→ Text section
The other day I was riding down the highway of life and heard the line from an old Joe Walsh song on the radio..."I can't complain but sometimes I still do..." and had to laugh to myself. And frankly...AT myself as well. Some days I can be as grateful for every blessing that God has bestowed upon me to the "nth" degree, and then the next moment...I really need some cheese with my whine.
I'm actually a really huge optimist. Okay, I hear those of you who know me really well laughing hysterically right now. Just hang with me for a minute while I clarify that statement just a tad. It's like this: I will always initially see the bright side...the glorious possibilities...the immense wonder of it all. I will see the best possible outcome, the Hallmark movie ending, and the memory that should last a lifetime in every circumstance.
Always. Without fail.
I do realize that this is not the Reality Express I'm on, but it is the way I'm wired. In fact, my mother used to brace herself for whatever I was about to get all enthusiastic about...because she knew that the likelihood of it ending well was equal to discovering calorie-free Ben & Jerry's that tastes as awesome as the real stuff. Possible (I hope)...but ridiculously unlikely.
Those of us who see the best possible outcome as a general rule also (at some point) spend a lot of time ticked off that the rest of the world doesn't share our view and isn't cooperating. We think that we know what will make us happy, what needs to change, and who needs to be doing what where and when. I had a coworker who once nicknamed me "Our Lady of Perpetual Disappointment"...because I always seemed to be mourning some colossal failure or another...most of it a result of wishing that things were different and being unappreciative of what was going well. I finally got enough of it, started turning it over to God, and realized that the only person that I have any control over at all is myself. And some days even that is iffy.
Eventually, if we are lucky, we will find that occasionally things work out far better than we think they will. We finally let go of our expectations and simply let things be what they are. After years of being buffeted around, my current modus operandi is hoping for the best...but preparing for the worst.
After a lot of life experience involving colossal "fails" and major disappointments I still allow myself to just get all excited for about two minutes. I love those two minutes. I mean...why not get all fired up about life?

→ Collection entries

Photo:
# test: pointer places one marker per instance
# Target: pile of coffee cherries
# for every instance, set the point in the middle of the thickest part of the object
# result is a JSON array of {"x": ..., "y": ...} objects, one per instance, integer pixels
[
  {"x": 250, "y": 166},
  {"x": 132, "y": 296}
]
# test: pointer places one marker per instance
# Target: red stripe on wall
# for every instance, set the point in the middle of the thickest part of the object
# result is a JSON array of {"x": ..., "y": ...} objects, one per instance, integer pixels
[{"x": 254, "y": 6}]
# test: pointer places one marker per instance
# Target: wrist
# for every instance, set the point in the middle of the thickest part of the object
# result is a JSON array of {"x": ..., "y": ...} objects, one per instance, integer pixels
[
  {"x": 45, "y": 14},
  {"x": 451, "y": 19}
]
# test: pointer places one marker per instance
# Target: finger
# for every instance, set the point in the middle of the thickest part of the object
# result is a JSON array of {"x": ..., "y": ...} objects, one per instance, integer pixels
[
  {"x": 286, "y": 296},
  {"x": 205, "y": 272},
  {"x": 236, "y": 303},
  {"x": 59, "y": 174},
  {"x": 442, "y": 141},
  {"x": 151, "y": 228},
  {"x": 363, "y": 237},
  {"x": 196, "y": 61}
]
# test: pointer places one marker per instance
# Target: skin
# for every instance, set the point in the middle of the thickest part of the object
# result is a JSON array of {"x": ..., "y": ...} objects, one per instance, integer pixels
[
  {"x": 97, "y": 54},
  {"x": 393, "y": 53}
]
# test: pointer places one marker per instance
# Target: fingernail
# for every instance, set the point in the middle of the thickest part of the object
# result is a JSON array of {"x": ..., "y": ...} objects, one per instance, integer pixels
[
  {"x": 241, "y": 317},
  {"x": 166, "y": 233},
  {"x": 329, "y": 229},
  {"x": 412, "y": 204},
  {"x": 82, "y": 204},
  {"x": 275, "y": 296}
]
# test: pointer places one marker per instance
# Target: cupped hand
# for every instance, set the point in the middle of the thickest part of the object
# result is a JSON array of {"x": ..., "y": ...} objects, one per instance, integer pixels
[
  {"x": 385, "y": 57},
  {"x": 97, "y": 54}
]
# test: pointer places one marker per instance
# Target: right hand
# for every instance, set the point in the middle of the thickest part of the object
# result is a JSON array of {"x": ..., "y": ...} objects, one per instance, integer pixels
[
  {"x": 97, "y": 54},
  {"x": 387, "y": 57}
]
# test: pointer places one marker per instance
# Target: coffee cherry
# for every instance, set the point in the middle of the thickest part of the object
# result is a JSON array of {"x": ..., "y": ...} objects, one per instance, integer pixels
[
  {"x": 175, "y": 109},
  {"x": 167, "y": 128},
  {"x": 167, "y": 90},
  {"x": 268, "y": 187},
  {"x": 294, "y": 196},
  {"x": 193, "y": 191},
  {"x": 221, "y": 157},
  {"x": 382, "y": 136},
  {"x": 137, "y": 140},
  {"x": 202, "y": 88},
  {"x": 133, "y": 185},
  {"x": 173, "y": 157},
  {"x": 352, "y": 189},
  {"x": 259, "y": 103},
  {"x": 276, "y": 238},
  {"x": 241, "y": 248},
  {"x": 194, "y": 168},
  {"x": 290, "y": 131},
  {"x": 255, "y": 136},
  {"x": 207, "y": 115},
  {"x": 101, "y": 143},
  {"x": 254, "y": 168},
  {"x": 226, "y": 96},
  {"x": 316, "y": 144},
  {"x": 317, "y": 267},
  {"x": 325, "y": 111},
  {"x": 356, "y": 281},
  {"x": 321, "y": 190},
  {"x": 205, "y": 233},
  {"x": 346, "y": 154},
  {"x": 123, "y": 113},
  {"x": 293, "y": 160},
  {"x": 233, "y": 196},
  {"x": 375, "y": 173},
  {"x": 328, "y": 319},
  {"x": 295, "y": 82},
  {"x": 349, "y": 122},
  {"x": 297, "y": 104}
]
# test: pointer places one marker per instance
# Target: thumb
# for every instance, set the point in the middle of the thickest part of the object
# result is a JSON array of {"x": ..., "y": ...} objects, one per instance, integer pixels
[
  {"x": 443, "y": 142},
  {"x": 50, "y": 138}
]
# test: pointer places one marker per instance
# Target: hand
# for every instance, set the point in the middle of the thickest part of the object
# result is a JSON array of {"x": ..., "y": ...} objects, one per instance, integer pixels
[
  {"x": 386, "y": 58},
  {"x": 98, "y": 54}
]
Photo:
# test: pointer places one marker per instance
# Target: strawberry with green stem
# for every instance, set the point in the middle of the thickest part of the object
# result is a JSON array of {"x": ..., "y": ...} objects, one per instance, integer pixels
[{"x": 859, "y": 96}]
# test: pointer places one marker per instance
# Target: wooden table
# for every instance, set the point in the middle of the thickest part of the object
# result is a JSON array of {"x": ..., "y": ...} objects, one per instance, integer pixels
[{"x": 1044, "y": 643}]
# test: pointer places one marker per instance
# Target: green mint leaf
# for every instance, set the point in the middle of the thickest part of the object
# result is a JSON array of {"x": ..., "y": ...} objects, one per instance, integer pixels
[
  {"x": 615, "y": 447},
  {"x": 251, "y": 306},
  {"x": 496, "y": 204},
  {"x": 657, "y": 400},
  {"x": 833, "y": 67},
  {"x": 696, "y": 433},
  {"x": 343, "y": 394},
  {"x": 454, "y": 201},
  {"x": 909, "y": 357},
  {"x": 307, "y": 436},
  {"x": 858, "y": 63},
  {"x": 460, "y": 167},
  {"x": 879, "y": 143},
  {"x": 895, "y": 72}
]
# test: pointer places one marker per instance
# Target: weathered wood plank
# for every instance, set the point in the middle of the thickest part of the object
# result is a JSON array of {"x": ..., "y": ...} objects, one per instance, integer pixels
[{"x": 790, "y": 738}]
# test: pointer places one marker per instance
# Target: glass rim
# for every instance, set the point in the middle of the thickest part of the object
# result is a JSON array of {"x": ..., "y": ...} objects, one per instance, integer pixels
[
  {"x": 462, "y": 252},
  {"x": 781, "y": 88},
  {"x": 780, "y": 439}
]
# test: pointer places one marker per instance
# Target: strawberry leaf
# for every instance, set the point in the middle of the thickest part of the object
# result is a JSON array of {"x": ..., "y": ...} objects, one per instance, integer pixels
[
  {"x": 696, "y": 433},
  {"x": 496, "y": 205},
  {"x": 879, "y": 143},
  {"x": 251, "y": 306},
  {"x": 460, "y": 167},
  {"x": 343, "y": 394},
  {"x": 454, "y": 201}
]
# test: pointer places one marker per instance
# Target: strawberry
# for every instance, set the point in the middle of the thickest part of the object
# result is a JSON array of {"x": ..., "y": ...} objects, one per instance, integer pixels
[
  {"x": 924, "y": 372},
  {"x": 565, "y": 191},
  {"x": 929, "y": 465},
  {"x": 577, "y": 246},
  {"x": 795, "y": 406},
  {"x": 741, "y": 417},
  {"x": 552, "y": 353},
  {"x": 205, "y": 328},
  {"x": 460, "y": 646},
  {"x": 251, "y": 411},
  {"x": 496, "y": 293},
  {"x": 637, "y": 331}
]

→ Your instructions
Continue the essay about optimism and disappointment, picking up right after its last sentence.

→ Task output
Immediately following the elation, I launch into some "Sergeant Friday" mode that makes me want to ferret out what is likely to go wrong. Because in my personal experience...this isn't just optional...it's mandatory. I have a strong ability to make the most of whatever comes...but this is because I've already rehearsed a great deal of what could possibly go wrong already in my head. Based on this...I prepare. I'm often the one with the safety pins, Bandaids, Chapstick, extra toothbrush, camera, cash, or whatever. Yes, I do this primarily to make myself feel better. And I do it because it has kept me out of trouble and extended therapy.
Being the natural optimist that I am...any good news of YAY! - be it for me or someone else - is wonderful! I'm not one of those people who thinks that if something good happens to you then my life immediately begins to suck somehow proportionate to your good fortune. I mean, it MIGHT, but that's probably just coincidental. No, I believe that if something awesome is happening in your life...then there is probably room for something wonderful to happen in my own at some point in time. It gives me encouragement that good things are still out there happening to good people.
Looking for the silver lining is certainly a lot more fun than waiting for the other shoe to drop. I think that most people I know would agree. Just remember...to an optimist...if that other shoe does drop...there's a chance it will at least be cute. So there's that.